### Exercise description
Pull out each line of the records below that contains the word "tree". Case counts.

[start Exercise inputs]

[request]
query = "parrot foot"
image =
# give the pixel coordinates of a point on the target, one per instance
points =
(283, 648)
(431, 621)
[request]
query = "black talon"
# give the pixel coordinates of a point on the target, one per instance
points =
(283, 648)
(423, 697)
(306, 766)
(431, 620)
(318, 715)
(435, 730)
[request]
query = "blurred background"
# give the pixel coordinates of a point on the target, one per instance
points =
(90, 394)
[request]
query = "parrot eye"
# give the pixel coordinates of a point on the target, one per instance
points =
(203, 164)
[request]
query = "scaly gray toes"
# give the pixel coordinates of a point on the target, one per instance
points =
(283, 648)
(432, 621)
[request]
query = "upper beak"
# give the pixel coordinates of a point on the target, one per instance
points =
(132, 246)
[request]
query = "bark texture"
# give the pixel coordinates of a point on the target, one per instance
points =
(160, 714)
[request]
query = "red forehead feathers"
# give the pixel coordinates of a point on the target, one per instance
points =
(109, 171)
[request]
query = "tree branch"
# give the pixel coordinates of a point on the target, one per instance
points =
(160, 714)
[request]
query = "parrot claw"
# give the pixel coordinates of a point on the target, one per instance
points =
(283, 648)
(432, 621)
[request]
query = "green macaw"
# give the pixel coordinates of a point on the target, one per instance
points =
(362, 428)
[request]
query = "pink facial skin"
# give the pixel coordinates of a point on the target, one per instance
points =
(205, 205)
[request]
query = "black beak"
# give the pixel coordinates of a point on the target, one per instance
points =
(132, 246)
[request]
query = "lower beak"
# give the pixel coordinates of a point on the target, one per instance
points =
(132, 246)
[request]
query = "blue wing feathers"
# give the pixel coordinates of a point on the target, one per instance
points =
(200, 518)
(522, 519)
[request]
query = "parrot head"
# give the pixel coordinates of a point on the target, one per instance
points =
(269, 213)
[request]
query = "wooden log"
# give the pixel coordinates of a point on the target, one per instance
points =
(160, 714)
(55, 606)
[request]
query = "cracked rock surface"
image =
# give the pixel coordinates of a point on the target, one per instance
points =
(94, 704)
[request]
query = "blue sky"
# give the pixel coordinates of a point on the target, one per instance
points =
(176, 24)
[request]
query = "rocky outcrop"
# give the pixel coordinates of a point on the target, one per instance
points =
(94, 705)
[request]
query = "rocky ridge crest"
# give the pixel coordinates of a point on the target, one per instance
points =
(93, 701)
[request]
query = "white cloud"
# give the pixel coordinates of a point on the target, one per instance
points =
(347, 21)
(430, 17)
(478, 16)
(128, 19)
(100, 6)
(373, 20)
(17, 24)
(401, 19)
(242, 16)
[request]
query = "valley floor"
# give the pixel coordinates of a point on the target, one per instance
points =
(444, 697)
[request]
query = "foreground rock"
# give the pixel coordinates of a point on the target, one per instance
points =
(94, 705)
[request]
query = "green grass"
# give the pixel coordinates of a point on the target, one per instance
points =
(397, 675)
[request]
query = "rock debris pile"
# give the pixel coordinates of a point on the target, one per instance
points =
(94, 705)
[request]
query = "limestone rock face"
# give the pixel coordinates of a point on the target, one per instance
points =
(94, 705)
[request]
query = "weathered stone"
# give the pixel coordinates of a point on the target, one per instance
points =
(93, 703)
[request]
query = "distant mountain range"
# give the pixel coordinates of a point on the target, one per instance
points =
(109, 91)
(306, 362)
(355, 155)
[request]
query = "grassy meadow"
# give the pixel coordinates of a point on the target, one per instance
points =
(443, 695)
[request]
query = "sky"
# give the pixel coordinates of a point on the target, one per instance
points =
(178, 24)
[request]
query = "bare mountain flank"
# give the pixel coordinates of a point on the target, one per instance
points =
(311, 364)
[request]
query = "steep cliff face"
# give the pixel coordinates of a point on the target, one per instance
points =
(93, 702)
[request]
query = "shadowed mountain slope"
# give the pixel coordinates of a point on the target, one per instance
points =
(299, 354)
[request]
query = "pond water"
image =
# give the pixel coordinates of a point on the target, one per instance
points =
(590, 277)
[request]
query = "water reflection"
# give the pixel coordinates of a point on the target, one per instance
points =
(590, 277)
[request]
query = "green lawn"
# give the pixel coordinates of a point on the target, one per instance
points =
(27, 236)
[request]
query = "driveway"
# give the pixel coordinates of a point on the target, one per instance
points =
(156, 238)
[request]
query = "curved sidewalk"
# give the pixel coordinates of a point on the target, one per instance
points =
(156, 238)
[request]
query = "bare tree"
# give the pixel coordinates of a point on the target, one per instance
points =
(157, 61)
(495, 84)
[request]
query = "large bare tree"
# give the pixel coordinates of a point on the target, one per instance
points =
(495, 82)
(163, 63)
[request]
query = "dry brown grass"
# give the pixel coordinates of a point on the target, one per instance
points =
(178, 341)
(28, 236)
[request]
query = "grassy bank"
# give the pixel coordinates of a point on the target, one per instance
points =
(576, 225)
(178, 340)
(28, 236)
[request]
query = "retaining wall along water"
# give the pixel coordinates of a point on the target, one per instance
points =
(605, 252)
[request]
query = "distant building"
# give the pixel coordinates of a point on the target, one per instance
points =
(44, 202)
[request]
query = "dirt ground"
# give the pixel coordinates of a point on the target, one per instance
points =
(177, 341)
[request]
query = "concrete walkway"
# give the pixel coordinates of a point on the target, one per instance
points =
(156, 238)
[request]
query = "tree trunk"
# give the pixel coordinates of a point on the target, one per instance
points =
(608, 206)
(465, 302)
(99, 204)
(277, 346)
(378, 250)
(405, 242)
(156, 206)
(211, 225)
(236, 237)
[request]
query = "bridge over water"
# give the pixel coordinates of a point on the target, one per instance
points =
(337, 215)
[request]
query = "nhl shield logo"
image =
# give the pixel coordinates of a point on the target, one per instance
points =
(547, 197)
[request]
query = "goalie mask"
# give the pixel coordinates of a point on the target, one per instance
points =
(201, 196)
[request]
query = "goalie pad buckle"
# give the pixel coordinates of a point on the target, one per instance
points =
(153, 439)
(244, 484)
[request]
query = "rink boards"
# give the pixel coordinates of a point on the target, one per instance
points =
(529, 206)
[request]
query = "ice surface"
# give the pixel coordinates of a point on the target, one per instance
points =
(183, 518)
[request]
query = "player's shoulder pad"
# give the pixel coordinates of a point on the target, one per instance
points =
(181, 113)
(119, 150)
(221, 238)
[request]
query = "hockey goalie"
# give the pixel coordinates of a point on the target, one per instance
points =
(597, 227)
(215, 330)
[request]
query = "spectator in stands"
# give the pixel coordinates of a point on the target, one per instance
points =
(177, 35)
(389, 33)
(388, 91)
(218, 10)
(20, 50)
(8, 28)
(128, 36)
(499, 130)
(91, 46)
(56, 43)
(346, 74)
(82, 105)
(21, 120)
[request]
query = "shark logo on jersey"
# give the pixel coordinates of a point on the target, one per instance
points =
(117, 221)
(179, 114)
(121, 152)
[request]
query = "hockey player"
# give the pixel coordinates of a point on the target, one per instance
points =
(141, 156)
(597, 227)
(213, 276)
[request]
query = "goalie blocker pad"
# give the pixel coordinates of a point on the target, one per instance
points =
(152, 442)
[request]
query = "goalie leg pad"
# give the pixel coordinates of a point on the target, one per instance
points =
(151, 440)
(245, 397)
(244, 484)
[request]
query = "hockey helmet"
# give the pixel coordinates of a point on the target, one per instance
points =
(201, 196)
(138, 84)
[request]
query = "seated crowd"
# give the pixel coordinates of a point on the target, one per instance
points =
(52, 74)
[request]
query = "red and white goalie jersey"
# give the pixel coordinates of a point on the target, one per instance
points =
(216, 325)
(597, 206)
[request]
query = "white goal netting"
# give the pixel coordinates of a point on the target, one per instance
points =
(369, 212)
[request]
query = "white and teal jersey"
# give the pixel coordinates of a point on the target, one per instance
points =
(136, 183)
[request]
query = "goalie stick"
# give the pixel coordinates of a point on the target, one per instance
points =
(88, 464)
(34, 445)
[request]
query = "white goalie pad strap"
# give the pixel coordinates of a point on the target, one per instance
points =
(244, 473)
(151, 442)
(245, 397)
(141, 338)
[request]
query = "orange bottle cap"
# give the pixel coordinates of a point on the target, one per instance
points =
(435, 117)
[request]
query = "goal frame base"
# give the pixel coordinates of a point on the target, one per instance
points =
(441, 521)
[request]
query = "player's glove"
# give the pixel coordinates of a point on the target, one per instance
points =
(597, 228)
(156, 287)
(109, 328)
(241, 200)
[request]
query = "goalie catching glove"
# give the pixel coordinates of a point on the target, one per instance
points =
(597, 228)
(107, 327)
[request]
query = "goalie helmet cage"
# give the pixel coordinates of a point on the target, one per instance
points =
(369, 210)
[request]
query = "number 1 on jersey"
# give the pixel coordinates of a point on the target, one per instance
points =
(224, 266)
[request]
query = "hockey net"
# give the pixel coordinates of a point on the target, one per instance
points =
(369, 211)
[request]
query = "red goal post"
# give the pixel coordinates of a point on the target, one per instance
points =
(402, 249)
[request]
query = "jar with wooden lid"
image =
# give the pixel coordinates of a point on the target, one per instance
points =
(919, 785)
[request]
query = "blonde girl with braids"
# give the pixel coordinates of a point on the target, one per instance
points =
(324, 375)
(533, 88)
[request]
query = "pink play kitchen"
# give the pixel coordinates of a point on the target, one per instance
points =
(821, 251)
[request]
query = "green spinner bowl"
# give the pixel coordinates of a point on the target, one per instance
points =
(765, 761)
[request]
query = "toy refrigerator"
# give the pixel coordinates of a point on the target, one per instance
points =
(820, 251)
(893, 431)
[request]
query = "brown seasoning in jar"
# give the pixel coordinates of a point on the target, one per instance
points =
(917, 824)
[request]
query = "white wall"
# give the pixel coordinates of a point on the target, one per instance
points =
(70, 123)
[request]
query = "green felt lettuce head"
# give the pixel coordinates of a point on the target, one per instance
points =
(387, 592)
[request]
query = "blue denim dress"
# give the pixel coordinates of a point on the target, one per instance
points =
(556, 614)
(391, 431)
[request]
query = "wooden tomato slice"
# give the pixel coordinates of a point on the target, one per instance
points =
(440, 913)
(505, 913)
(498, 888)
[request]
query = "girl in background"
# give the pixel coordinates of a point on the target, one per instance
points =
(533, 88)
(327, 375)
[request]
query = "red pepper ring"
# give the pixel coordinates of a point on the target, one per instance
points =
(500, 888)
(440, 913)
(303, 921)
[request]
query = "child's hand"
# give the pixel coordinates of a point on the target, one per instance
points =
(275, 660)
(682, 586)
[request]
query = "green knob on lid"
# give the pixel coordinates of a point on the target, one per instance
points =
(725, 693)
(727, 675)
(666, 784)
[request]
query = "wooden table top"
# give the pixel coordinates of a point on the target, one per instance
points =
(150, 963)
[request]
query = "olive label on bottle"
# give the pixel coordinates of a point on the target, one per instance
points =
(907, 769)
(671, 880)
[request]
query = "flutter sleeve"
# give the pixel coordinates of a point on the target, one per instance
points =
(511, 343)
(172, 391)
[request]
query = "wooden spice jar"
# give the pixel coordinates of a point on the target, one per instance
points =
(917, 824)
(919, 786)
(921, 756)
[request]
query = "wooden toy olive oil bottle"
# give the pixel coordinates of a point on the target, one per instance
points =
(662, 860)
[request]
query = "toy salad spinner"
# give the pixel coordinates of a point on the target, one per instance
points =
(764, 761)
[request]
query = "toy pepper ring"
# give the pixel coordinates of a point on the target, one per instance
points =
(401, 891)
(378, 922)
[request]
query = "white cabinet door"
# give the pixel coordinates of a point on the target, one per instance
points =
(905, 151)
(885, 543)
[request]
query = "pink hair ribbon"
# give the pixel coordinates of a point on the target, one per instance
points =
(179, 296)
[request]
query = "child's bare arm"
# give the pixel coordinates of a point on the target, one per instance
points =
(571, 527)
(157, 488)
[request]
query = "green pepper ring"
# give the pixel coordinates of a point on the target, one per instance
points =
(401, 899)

[end Exercise inputs]

### Expected answer
query = "tree branch"
query = "bare tree"
query = "large bare tree"
query = "tree trunk"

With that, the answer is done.